===== Selected passage

Monday night’s game against the always delightful Marlins in always delightful New Soilmaster Stadium unfolded as your recapper and family made their way from coastal Maine to an ancient inn outside of Boston, and the game kept morphing and changing shape along with our situation and surroundings.

While we were bombing down 95 south of Portland it was anonymous and a little dull: The Mets laid into Yonny Chirinos, with a seemingly resurgent Jeff McNeil connecting for an early two-run homer, Francisco Lindor hitting the first of two on the night and Jose Iglesias not connecting but getting connected with, giving the Mets a 5-1 lead via a bases-loaded HBP.

We missed some of that while eating dinner in Kittery; my kid conveyed the at times slapstick doings via Gameday updates, accompanied by shakes of the head at the indignities involved. The Marlins were up to typical Marlins things, which is to say they were not fielding balls as one ought to or throwing them as one ought to or sometimes both. The Mets were also doing recently Metsian things, though, never quite landing the big blow and letting the Marlins hang around being detestable, which always makes you worry that they’ll transit over to being Detestable.

(Seriously, the other night I asked, “Why would a benevolent God allow there to be Marlins?” and I wasn’t entirely trying to be funny.)

The Mets increased their lead to three runs courtesy of Lindor as we exited 95 and headed through the Massachusetts night on our way to Sudbury and the Wayside Inn, which has been around in one form or another since the late 1600s and is widely reputed to be haunted, but it’s OK because the ghost is my third cousin eight times removed. (No, seriously, she is.)

They were doing construction on the old Boston Post Road, which meant a detour off into the dark, with Google Maps trying to catch up with where we were and where we needed to be. That was about the time Edwin Diaz came in for the save, and pretty soon I was a lot more worried about Marlins going bump in the night than whatever scare the lonely spirit of my cousin might bring to some hapless traveler. The car twisted and turned down increasingly unlikely roads as Diaz, having secured one out, gave up a single and then a walk and then made an awfully casual throw on a grounder to the pitcher that didn’t get anybody.

The bases were loaded, the tying run was a double away from scoring, and Josh Bell was at the plate. We were fumbling through the darkness and so was Diaz, and it wasn’t entirely clear if any of us were going to reach our destination.

==========

Stated exercise —
Answer these questions from the game recap:
1. In which town did the family eat dinner?
2. Which player hit an early two-run homer?
3. Who was at the plate when the bases were loaded?
The records come from a separate source.

===== Recorded data

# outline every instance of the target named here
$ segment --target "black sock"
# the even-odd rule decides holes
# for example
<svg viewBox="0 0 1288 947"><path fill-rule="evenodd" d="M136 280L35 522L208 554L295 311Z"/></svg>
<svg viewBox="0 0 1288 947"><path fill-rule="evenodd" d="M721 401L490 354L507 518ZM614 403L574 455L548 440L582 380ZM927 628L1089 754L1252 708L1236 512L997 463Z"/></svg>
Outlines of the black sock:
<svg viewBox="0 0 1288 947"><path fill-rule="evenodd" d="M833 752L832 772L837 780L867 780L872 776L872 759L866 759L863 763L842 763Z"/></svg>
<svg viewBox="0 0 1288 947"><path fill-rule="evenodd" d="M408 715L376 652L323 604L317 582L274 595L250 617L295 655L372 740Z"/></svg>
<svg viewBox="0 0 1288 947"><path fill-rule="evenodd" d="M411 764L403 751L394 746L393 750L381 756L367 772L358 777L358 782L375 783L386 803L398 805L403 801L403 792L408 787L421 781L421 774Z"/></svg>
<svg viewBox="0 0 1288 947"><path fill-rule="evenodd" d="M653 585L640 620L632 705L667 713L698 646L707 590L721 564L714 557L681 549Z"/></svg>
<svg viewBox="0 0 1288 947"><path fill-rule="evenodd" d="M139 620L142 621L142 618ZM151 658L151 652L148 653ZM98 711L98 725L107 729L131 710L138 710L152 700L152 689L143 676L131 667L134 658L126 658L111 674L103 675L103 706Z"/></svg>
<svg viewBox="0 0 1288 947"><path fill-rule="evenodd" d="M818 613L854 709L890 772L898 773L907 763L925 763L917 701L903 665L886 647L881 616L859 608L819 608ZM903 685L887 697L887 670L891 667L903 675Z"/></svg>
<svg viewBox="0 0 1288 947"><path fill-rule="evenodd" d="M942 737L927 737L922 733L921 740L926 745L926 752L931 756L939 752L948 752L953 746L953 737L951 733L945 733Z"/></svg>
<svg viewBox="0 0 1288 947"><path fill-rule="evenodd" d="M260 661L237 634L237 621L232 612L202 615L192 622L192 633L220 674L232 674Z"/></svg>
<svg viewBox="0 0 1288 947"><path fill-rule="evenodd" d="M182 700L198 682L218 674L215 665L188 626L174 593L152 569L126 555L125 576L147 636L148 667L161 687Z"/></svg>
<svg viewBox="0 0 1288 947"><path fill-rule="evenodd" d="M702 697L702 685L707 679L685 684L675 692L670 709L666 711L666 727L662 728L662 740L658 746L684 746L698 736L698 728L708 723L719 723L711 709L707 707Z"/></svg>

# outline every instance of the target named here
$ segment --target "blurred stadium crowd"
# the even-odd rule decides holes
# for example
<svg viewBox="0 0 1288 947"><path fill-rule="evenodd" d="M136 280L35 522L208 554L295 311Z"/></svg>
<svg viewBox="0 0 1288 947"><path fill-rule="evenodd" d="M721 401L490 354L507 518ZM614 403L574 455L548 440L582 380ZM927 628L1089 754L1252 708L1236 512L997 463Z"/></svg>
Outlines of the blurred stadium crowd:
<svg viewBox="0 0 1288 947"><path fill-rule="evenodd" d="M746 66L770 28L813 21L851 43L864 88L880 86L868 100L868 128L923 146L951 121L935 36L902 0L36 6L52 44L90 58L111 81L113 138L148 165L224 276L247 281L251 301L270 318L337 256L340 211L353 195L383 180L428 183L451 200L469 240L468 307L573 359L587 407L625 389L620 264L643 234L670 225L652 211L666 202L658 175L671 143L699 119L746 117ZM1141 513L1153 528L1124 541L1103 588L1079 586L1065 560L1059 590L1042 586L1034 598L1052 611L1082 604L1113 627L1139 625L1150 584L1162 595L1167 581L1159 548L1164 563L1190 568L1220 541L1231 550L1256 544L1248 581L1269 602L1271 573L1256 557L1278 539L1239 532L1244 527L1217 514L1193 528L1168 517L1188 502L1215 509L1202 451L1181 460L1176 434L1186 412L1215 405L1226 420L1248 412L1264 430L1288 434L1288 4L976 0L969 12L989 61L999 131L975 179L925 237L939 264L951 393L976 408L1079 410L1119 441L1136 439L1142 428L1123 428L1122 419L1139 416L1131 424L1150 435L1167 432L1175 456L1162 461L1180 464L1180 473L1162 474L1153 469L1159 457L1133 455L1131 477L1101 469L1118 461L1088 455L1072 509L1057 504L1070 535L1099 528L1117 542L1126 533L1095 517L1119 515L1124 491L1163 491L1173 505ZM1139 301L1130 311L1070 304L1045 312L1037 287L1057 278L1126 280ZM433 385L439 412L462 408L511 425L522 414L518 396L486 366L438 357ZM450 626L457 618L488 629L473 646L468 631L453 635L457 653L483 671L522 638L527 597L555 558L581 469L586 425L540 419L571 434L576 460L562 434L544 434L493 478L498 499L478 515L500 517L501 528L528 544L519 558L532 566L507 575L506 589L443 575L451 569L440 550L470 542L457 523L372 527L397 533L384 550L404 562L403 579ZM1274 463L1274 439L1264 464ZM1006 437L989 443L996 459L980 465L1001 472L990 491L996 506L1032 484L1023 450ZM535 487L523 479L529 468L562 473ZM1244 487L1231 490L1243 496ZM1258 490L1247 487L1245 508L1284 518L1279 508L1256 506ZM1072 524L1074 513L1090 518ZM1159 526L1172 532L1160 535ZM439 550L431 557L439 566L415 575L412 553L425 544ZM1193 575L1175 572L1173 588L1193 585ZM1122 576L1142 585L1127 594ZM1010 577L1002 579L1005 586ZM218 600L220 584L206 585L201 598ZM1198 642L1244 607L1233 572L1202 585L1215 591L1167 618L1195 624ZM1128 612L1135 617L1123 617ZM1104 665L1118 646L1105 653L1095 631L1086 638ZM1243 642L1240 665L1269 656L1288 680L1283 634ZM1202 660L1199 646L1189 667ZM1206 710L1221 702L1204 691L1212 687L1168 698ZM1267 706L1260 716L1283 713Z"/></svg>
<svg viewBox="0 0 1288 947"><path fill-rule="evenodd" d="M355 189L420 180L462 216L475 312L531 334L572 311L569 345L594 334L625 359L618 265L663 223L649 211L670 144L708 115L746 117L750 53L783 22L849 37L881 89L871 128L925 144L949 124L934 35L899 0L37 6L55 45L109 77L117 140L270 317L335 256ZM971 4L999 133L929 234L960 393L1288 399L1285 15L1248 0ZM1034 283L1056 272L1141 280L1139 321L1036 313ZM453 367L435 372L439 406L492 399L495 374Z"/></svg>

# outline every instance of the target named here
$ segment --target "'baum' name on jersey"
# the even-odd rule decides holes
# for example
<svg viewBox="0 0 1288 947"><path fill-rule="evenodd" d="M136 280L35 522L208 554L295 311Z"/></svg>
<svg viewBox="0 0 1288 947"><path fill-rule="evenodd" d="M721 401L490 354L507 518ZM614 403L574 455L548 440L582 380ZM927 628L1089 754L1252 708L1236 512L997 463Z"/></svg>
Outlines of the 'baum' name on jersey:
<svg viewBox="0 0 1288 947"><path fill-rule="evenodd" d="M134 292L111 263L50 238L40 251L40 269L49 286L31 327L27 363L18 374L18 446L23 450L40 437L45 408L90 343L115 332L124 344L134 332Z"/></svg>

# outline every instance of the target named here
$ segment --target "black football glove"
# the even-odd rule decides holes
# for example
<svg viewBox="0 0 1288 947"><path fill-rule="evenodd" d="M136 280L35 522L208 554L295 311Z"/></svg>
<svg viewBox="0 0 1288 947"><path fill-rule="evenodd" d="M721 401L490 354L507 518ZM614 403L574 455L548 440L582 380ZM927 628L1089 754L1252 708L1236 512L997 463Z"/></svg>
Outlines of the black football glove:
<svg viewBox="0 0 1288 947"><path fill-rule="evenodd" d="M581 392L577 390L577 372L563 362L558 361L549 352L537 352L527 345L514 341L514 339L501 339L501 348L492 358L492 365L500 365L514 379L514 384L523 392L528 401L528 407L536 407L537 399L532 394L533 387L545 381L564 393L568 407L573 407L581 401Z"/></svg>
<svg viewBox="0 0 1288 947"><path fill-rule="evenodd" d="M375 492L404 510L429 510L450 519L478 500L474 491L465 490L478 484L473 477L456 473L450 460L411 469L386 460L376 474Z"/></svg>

==========

Answer in full —
1. Kittery
2. Jeff McNeil
3. Josh Bell